Starting at the line that contains "Please locate the kitchen", copy each line through the final one exactly as written.

(Dataset records)
....

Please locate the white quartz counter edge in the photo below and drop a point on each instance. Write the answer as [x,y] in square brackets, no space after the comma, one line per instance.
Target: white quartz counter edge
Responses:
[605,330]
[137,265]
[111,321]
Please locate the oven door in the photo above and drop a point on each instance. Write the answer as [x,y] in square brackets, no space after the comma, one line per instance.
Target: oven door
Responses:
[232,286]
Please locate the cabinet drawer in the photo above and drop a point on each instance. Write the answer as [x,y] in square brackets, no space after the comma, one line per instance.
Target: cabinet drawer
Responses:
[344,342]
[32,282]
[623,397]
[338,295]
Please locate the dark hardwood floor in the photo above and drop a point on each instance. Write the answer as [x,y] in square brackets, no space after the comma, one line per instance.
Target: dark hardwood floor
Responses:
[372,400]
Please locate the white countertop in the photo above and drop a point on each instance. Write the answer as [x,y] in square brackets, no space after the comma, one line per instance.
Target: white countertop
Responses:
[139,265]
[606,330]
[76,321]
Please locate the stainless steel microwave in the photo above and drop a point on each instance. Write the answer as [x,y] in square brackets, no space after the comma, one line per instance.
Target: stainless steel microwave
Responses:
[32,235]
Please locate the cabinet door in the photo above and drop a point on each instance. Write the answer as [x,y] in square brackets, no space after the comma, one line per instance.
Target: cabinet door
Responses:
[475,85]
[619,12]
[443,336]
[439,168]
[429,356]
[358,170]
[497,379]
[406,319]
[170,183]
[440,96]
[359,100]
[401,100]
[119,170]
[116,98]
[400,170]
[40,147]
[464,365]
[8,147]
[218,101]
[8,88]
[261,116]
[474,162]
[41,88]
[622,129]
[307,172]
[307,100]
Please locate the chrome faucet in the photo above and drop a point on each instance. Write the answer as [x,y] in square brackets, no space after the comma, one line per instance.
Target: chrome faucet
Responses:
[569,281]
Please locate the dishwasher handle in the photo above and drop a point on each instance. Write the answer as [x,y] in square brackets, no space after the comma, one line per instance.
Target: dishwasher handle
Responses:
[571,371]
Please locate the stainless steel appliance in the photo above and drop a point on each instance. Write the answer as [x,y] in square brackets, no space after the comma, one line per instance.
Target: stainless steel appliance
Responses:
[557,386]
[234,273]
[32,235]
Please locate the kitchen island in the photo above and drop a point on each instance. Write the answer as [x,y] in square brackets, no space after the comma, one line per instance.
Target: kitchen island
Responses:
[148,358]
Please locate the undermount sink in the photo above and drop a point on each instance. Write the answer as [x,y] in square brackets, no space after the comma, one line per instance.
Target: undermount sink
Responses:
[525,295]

....

_Answer for this exercise_
Please locate the kitchen island in the photo above and drop a point on each instance. Write the answer as [x,y] in square brackets, no space after the comma, one line per instance.
Target: kitchen island
Responses:
[148,358]
Please locate the undermount sink in the photo above and drop a point on each instance. Write the answer as [x,y] in square brackets, no space after the comma, one line per instance.
Target: undermount sink
Responses:
[525,295]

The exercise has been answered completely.